*** Texte fourni

1738-08-28, de René Joseph Tournemine à Voltaire [François Marie Arouet].

Monsieur,

Le rang très distingué que le sufrage unanime de l'Europe vous assure et parmi les poètes des plus sublimes espèces, de toutes les espèces et parmi les historiens suffiroit aux coeurs les plus avides de gloire.
Il ne vous suffit pas. Vous disputés le prix aux philosophes et à quels philosophes! aux restaurateurs de la philosophie. Vous vous efforcés de déthrôner l'illustre Descartes: vous tentés de porter la lumière dans les ténèbres du savant et proscrit Neuton. On convient que vous avés réussi dans la seconde entreprise. Neuton n'est intelligible que dans votre ouvrage. A l'égard de la première entreprise permettés à un compatriote, à un ancien admirateur de Descartes de l'appuier d'un foible secours; il n'en a pas besoin, je ne veux point d'autre juge que vous même de notre courte et légère dispute.

Rappellés dans votre mémoire l'estat où Descartes trouva la philosophie. Quelle force d'esprit ne lui fut pas nécessaire pour se dégager des préjugés communs, pour démesler la véritable idée de dieu secondé de mille vérités, pour marquer si juste les bornes, les propriétés distinctives essentielles de l'âme et du corps, pour ramener à ses principes la phisique égarée dans de vaines subtilités, pour persuader à des esprits frivoles nourris de mots vides de sens de s'occuper du réel, pour les convaincre que dans le monde corporel tout se fait par le mouvement seul, que la masse, la figure, l'impulsion, le choc différencie les mouvemens, que c'est là tout le secret de la nature: qu'il se soit trompé dans quelque règle du mouvement, que son sistème universel soit plus ingénieux que solide, les phisiciens modernes lui doivent ils moins? S'il n'a pas toujours été philosophe infaillible, un homme peut il l'estre? S'il n'a pas toujours été infaillible, il a certainement apris à philosopher à Neuton même. La méthode de Descartes ne trompe que les esprits peu attentifs. Elle arrive à la vérité par l'évidence, elle s'en aproche par l'expérience. Les principes de Descartes sont sensibles, on les voit, on les touche, on les mesure, on les pèse. Si Descartes s'écarte quelque fois de la route qu'il a tracée, nous préférons ses préceptes à son exemple et son excellente géométrie nous sert à redresser sa phisique, nous ne changeons pas de maitre.

******
*** Entrées fournies

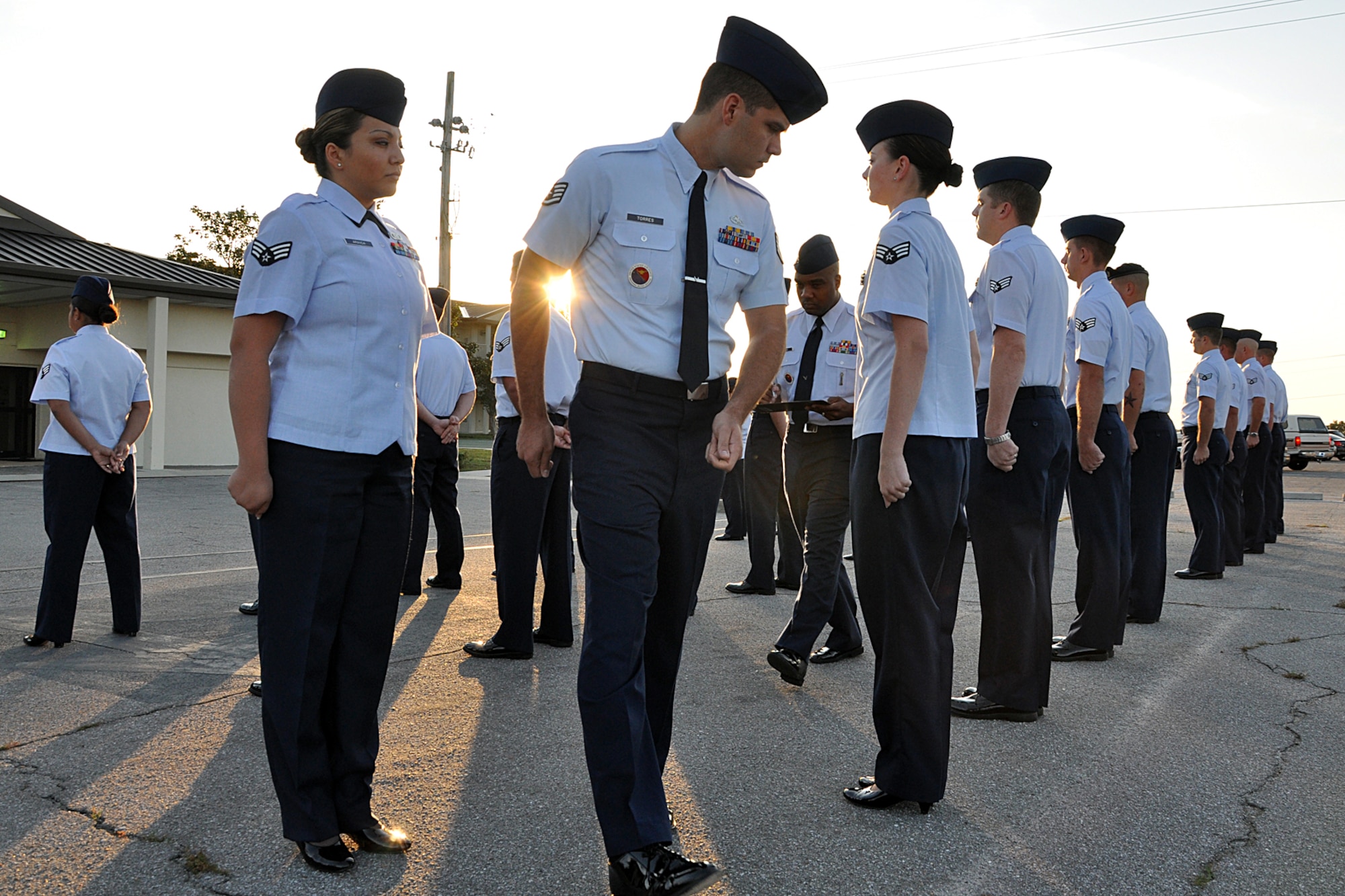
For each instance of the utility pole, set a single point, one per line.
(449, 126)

******
*** Entrées fournies

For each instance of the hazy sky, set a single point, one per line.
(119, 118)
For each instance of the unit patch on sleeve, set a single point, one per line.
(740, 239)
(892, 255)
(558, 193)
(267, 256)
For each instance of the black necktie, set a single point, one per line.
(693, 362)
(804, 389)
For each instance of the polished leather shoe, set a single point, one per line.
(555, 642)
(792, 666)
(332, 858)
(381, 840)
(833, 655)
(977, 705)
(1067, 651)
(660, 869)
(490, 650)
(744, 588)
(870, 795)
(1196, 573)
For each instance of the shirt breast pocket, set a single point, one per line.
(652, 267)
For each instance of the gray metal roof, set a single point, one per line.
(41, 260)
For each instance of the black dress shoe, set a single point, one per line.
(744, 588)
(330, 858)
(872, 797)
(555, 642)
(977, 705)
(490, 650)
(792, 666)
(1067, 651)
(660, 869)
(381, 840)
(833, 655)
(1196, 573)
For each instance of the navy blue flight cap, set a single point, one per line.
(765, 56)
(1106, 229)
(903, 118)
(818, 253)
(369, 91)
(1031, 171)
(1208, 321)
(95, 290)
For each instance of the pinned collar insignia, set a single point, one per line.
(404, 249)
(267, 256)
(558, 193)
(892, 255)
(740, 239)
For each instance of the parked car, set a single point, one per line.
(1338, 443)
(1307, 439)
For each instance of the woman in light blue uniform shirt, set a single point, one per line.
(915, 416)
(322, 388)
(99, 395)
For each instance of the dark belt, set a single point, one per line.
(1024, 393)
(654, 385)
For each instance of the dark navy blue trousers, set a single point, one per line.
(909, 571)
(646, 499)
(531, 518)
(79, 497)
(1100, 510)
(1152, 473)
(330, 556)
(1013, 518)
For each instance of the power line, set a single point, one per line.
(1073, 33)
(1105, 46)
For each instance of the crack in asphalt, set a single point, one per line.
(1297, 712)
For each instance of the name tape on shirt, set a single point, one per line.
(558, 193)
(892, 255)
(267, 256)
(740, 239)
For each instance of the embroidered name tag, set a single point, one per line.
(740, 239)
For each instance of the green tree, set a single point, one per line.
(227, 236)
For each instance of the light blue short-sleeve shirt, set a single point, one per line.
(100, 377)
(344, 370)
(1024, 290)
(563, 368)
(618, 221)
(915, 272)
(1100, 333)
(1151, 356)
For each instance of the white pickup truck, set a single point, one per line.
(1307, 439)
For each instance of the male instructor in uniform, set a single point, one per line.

******

Série d'exercices
1. Veuillez récrire plus brièvement le paragraphe de la lettre à Voltaire qui commence par « Il ne vous suffit pas » en gardant ses faits principaux.
2. Poursuivez la lettre à Voltaire en reprenant après sa dernière phrase.

Réponses ci-dessous
1. Voltaire ne se contente pas de sa gloire de poète et d'historien : il rivalise aussi avec les philosophes qui ont restauré la philosophie. Il cherche à détrôner Descartes et à éclairer Neuton, savant proscrit. On reconnaît qu'il a réussi pour Neuton, qui n'est intelligible que dans son ouvrage. Quant à Descartes, l'auteur, compatriote et ancien admirateur du philosophe, offre de le défendre, tout en précisant que Descartes n'en a pas besoin. Il ne veut d'autre juge de leur courte dispute que Voltaire lui-même.

2.
Accordons à Neuton l'étendue, la profondeur de l'esprit, le détail infini, l'exactitude des calculs. Descartes a ouvert la route qui conduit au vrai, Neuton l'arpente; admirons son travail et ne nous en laissons pas imposer. Le sistème de Neuton n'est presque que le sistème de Descartes déguisé par le changement des termes, changement des termes qui substitue la conjecture à la certitude, l'embarras à la clarté, l'ignorance à l'évidence. On nous parle d'attraction et de repoussement qu'on supose être dans les corps sans nous aprendre comment elles sont dans les corps, pourquoi elles sont dans les corps, qui les a mises dans les corps.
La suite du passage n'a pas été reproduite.